Rush Royale 31

Development
- Designer: Ron Holland
- Location: France
- Year: 1979
- Builder: Jeanneau
- Role: Racer
- Name: Rush Royale 31

Boat
- Displacement: 6,394 lb (2,900 kg)
- Draft: 5.60 ft (1.71 m)

Hull
- Type: monohull
- Construction: fiberglass
- LOA: 29.96 ft (9.13 m)
- LWL: 25.42 ft (7.75 m)
- Beam: 10.33 ft (3.15 m)
- Engine: Renault 18 hp (13 kW) diesel engine

Hull appendages
- Keel: fin keel
- Ballast: 2,491 lb (1,130 kg)
- Rudder: spade-type rudder

Rig
- Rig type: Bermuda rig
- I foretriangle height: 34.40 ft (10.49 m)
- J foretriangle base: 11.10 ft (3.38 m)
- P mainsail luff: 37.10 ft (11.31 m)
- E mainsail foot: 12.80 ft (3.90 m)

Sails
- Sailplan: fractional rigged sloop
- Mainsail area: 237.44 sq ft (22.059 m^{2})
- Jib/genoa area: 190.92 sq ft (17.737 m^{2})
- Total sail area: 428.36 sq ft (39.796 m^{2})

= Rush Royale 31 =

Sailboat class

The Rush Royale 31 is a French sailboat that was designed by Ron Holland as a racer and first built in 1979.

The design is a development of the Rush 31 and one of many boats based on that same hull.

==Production==
The design was built by Jeanneau in France from 1979 until 1984, but it is now out of production.

Short problem 1: Return every line of the rows that contains the word "girl". Case counts.
The rows are unrelated to the Rush Royale 31 page.

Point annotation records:
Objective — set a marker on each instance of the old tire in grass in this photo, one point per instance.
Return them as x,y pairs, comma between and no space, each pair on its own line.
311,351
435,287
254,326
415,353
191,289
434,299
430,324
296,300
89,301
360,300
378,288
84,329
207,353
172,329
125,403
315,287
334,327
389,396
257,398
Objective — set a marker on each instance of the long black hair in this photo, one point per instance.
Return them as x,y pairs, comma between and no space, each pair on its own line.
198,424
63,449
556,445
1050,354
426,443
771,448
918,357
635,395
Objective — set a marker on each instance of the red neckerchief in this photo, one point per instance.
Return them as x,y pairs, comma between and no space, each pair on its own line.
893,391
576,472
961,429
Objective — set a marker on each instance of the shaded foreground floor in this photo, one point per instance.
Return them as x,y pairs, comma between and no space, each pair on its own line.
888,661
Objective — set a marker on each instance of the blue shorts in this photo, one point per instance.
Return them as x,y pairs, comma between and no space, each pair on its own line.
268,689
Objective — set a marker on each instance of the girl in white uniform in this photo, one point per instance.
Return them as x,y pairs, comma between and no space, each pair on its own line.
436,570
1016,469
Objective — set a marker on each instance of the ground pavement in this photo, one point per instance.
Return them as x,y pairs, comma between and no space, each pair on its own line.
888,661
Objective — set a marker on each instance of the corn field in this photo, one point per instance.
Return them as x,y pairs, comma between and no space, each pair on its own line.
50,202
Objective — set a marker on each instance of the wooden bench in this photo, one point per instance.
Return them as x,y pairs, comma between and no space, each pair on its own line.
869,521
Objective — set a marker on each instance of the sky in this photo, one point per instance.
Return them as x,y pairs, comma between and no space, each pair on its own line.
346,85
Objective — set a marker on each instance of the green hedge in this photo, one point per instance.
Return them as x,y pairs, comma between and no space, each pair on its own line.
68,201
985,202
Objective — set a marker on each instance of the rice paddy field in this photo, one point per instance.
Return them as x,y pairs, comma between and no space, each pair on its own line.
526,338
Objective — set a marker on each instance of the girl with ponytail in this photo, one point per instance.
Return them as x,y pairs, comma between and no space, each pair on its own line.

Short problem 2: List each lettered measurement given under "Rig" in the Rush Royale 31 page, along with its value.

Right answer 1:
Objective — set a marker on each instance of the girl in white uniform in this photo, one point per instance.
Objective — set a marker on each instance of the girl with ponytail in this photo, one point per instance.

Right answer 2:
- I foretriangle height: 34.40 ft (10.49 m)
- J foretriangle base: 11.10 ft (3.38 m)
- P mainsail luff: 37.10 ft (11.31 m)
- E mainsail foot: 12.80 ft (3.90 m)